Copy out every line of the records below that contains the word "fish". Match case exactly.

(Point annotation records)
* * * * * * *
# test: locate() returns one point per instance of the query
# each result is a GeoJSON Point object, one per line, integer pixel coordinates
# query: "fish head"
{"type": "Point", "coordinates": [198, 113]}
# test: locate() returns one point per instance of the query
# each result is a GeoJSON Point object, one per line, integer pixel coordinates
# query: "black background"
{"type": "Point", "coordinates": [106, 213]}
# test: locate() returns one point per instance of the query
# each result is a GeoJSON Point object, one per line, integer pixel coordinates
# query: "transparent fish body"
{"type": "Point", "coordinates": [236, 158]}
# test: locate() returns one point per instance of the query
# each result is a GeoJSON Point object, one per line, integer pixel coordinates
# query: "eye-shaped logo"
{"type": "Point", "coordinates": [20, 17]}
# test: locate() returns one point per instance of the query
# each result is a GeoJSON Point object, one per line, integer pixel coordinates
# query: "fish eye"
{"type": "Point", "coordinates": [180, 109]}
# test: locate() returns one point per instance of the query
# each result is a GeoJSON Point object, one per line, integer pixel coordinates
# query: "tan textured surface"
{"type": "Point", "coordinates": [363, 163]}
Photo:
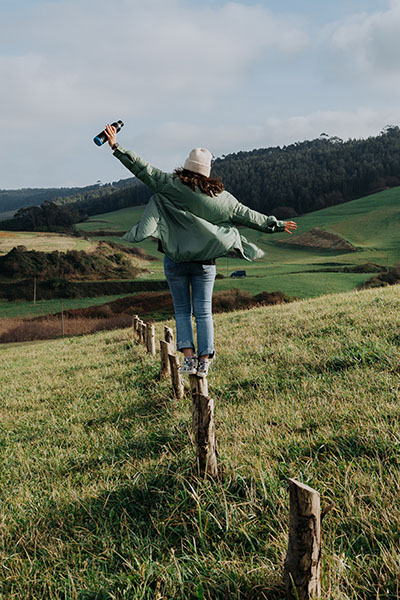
* * * * * * *
Result of the exercise »
# query: "fish head"
# query: "transparent fish body"
# query: "fish eye"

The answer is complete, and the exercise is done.